**TASK**
Change every "locator" to "detector" in the data from the first line through the line with "x=1138 y=396", and give those lines back with nothing else altered.

[Records from a data source]
=-=-=-=-=

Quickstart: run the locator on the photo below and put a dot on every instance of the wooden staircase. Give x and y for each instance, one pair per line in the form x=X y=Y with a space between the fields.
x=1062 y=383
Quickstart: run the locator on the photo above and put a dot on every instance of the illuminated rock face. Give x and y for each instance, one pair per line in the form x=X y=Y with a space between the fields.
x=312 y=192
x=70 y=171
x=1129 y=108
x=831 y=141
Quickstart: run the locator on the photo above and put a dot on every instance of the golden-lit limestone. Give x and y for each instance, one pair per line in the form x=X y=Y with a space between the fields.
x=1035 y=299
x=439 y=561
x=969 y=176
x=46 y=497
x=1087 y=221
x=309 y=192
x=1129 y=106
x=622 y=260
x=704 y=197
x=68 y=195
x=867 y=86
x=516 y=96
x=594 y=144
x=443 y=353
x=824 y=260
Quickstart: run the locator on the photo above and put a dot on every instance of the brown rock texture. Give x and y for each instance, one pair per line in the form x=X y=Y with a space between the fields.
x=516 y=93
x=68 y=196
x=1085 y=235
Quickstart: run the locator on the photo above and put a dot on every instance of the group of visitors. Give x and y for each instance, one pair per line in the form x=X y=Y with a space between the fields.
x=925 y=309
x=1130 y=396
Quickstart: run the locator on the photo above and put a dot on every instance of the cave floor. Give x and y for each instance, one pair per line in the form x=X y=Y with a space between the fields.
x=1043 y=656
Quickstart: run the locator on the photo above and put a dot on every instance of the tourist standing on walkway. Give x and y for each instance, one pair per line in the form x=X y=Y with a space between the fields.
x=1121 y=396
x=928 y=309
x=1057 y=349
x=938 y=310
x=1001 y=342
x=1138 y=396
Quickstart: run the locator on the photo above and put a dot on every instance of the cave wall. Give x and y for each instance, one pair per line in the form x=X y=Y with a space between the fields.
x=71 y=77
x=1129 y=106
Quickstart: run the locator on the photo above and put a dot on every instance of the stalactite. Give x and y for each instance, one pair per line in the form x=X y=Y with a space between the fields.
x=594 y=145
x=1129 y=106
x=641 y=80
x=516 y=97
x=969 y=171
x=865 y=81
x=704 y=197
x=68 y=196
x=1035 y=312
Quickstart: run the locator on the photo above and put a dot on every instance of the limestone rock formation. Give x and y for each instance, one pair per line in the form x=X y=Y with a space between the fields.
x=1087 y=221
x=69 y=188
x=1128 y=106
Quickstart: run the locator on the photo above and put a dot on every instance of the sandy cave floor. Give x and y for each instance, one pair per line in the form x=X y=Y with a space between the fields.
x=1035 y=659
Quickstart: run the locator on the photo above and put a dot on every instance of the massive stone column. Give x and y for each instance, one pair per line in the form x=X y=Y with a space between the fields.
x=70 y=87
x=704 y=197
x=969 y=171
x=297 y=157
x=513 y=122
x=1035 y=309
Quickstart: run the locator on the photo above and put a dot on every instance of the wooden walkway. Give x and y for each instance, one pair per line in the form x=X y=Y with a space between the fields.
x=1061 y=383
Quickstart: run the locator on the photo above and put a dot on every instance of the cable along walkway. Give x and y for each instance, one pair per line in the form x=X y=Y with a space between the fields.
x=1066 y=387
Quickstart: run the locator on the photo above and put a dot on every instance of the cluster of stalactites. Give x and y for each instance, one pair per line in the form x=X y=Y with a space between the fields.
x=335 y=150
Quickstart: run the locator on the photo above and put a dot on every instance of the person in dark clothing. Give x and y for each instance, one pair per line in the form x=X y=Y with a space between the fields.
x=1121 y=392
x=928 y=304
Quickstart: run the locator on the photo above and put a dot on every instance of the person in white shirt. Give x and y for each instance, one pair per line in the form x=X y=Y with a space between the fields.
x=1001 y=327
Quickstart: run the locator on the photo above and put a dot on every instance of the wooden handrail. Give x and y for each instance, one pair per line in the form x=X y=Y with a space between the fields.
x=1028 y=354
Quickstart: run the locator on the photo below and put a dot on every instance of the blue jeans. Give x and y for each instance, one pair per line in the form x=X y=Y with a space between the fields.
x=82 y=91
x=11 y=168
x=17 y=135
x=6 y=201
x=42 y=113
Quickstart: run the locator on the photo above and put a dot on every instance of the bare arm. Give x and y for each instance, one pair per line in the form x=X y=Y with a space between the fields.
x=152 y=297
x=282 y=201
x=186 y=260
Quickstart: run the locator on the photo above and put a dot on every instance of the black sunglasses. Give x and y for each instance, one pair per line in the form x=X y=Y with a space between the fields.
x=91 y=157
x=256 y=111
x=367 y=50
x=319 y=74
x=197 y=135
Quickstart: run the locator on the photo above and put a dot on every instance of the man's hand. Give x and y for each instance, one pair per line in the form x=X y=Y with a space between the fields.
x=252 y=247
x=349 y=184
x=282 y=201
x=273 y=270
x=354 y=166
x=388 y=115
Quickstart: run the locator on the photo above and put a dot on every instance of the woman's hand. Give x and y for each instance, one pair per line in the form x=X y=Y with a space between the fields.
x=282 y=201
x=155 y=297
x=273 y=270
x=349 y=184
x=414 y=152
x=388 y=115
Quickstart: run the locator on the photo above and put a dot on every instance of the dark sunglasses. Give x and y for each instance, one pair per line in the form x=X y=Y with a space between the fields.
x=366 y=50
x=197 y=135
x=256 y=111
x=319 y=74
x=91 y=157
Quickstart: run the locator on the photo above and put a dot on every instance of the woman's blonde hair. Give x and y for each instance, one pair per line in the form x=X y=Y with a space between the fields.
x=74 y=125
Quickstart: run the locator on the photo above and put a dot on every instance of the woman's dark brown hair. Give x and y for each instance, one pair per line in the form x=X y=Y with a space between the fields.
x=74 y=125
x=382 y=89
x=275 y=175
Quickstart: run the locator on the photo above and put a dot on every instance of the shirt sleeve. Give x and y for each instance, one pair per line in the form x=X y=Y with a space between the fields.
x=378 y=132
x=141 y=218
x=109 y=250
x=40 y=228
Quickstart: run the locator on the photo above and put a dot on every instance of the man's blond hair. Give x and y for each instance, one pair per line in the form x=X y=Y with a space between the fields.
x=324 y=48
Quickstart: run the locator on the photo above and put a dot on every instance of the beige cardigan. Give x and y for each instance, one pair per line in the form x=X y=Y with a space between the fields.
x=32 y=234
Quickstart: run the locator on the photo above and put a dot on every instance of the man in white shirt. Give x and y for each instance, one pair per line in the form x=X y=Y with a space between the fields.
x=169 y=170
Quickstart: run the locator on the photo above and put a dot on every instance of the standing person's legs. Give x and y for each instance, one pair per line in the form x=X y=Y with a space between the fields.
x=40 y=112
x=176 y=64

=-=-=-=-=

**RESULT OF THIS TASK**
Quickstart: run the detector on the photo below and put a dot on every instance of the wooden staircase. Give x and y for each instance, one pair per line in the form x=X y=Y with a space between the fields.
x=1062 y=383
Quickstart: run the detector on the photo above and put a dot on every instance of the illuminated rock face. Give x and y for each instance, one pair per line in the form x=X y=Y with a space between the fields.
x=312 y=192
x=70 y=171
x=1129 y=108
x=831 y=141
Quickstart: run the detector on the photo above and put a dot on every instance of the golden-lit limestone. Give x and y for each instance, one pair per line in the form x=X y=Y with a space between the fields.
x=1035 y=299
x=439 y=561
x=969 y=176
x=46 y=497
x=1087 y=221
x=309 y=192
x=1129 y=106
x=622 y=260
x=704 y=197
x=68 y=195
x=867 y=86
x=516 y=96
x=594 y=144
x=443 y=353
x=824 y=260
Quickstart: run the detector on the photo above and put a dot on every instance of the brown rock texture. Give x and y for each instance, one pair per line in the form x=X y=Y with a space between the fields.
x=516 y=93
x=68 y=196
x=1085 y=235
Quickstart: run the detector on the photo above and put a dot on every instance of the group of visitors. Give x and y for each instance, one pair per line in the form x=X y=Y with a space between the fields.
x=925 y=309
x=1130 y=396
Quickstart: run the detector on the photo above and put a dot on every instance of the cave floor. Give x and y for each instance, one pair per line in the form x=X y=Y with a space between the fields.
x=1043 y=656
Quickstart: run the detector on the photo above and put a dot on every instance of the tourist standing on walkway. Give x and y for each instance, one pair per line in the form x=X y=Y with a space between the fields.
x=1121 y=396
x=928 y=309
x=1057 y=349
x=938 y=310
x=1001 y=342
x=1138 y=396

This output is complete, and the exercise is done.